◆ EXERCISE DIRECTIONS: Beginning with the opening line, set down each line of the material below exactly, stopping once the line with "Target: wood grain texture" is done.

◆ AVAILABLE RECORDS:
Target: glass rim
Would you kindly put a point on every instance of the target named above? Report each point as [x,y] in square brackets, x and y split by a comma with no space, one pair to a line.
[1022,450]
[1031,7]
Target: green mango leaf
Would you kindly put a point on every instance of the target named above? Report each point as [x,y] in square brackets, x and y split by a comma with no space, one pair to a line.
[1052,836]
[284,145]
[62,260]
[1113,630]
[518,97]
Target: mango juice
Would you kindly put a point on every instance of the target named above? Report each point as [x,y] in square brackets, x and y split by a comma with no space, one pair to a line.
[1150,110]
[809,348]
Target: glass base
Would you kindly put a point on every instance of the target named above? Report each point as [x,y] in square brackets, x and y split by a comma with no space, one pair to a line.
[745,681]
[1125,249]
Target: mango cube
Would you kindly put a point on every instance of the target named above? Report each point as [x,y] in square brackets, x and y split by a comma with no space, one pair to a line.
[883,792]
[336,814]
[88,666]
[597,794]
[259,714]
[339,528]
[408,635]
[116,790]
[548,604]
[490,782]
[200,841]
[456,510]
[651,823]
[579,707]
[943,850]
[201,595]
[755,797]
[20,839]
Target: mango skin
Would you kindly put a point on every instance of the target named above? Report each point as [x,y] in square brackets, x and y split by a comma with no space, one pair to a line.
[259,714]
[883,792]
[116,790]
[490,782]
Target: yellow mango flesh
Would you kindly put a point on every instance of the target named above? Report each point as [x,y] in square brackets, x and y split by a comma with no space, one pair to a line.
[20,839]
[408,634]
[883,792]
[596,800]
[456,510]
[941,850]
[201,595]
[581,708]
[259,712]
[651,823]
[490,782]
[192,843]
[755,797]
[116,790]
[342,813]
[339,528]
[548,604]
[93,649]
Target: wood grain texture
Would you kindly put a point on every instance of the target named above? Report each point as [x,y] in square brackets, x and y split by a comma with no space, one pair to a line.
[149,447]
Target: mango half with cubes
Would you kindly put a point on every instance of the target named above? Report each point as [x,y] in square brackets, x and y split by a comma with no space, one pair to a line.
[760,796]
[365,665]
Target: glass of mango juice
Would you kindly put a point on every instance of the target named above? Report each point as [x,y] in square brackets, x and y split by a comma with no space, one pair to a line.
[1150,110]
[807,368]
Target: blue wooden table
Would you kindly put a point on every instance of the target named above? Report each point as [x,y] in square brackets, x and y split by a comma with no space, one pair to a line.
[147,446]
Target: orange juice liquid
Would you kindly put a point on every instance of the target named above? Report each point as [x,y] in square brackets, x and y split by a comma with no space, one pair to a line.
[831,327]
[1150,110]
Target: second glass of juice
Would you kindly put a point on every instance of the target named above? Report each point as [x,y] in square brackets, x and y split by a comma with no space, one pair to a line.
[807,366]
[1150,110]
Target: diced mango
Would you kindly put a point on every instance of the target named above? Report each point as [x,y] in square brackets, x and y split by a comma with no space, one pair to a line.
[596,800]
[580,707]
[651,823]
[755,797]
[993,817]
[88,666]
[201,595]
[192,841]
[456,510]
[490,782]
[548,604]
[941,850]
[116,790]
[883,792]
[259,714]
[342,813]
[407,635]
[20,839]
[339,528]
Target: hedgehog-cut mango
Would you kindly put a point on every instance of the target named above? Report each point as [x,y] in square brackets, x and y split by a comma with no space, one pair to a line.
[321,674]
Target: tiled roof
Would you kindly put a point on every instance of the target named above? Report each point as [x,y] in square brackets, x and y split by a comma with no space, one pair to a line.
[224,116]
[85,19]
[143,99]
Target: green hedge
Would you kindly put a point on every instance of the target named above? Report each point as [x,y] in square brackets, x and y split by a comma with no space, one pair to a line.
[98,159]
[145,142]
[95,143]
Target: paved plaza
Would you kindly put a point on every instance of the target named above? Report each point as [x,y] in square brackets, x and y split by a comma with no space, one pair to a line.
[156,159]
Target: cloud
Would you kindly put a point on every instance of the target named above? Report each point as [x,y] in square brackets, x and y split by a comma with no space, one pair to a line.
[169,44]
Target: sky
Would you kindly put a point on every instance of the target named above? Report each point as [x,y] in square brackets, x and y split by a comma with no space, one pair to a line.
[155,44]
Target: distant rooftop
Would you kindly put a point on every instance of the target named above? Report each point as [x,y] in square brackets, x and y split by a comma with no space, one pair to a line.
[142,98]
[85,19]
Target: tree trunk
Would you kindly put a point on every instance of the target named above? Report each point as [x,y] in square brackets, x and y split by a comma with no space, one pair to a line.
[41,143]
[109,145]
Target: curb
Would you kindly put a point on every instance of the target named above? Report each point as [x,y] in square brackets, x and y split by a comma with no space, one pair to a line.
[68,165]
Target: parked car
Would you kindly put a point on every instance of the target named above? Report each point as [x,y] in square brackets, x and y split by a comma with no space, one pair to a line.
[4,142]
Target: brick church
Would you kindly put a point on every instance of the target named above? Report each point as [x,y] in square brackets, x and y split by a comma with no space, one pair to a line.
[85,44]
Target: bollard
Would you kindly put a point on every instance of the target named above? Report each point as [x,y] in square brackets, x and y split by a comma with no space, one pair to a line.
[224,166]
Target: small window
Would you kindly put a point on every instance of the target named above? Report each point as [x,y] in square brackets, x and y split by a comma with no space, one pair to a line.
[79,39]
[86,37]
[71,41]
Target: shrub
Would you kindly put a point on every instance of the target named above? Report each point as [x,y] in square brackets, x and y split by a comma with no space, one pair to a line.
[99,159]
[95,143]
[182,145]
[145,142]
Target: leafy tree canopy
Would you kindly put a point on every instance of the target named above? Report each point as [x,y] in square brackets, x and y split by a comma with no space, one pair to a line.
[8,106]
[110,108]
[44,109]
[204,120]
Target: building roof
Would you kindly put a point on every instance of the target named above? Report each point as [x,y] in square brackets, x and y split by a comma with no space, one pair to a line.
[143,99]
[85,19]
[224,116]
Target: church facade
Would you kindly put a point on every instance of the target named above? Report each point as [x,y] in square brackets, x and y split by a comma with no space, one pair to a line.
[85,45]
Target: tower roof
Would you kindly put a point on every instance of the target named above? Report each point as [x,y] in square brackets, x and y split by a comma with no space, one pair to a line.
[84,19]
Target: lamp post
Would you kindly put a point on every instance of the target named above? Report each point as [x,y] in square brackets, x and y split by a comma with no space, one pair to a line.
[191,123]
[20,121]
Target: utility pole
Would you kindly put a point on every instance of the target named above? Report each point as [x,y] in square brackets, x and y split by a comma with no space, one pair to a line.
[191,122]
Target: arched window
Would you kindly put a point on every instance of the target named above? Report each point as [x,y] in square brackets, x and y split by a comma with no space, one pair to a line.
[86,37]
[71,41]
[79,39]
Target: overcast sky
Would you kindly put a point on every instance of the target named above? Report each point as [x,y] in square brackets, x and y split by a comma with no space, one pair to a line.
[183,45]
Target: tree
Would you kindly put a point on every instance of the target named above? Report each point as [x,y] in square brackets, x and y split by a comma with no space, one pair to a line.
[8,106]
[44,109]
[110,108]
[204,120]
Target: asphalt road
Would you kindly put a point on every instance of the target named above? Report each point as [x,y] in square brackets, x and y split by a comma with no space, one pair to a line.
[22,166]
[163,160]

◆ SOLUTION TO THIS PROBLEM:
Target: glass rim
Would you kindly put a point on every instance of the target named above? Report each point as [x,y] in square brackets, x and y split by a comma with no space, one pair to a line.
[1022,450]
[1031,7]
Target: green mango leaf
Would you kindly put a point on every instance of the target named above? Report each point as [x,y] in square brackets, x and y split by a comma with no space, one pair to a line.
[1052,836]
[284,145]
[62,260]
[1113,630]
[518,97]
Target: mango juice
Would you kindly put a point on every instance of the target named above? Report each point as [x,y] in square brackets, x and y split by a comma with no space, one pair to a line.
[1150,110]
[809,348]
Target: glass base
Would you kindly put a point on every instance of the target named above? Report each point as [x,y] in square brackets, x and y split by a comma with no space, one pair to a line.
[745,681]
[1125,249]
Target: mango cube
Would you kindly put a point on every instance of the target named above? Report each point as [x,y] in square brackets, x and y split by a comma with no space, one pair to a line.
[883,792]
[336,814]
[88,666]
[597,794]
[259,714]
[339,528]
[408,635]
[116,790]
[548,604]
[490,782]
[200,841]
[456,510]
[651,823]
[579,707]
[943,850]
[201,595]
[755,797]
[20,839]
Target: mango skin
Would you kindly put a point on every instance of the target named above? Report each point as [x,y] in square brackets, x and y split by a comma with no space, one pair to a line.
[259,714]
[883,792]
[116,790]
[490,782]
Target: yellow mango flesh
Would you kindly put a point on every instance of the target named above? Report each point as [x,y] in square brackets, x and y split by a comma with no space, one pair to a line.
[20,839]
[408,634]
[883,792]
[596,800]
[456,510]
[941,850]
[201,595]
[581,708]
[259,712]
[651,823]
[490,782]
[192,843]
[755,797]
[116,790]
[342,813]
[339,528]
[548,604]
[93,649]
Target: wood grain texture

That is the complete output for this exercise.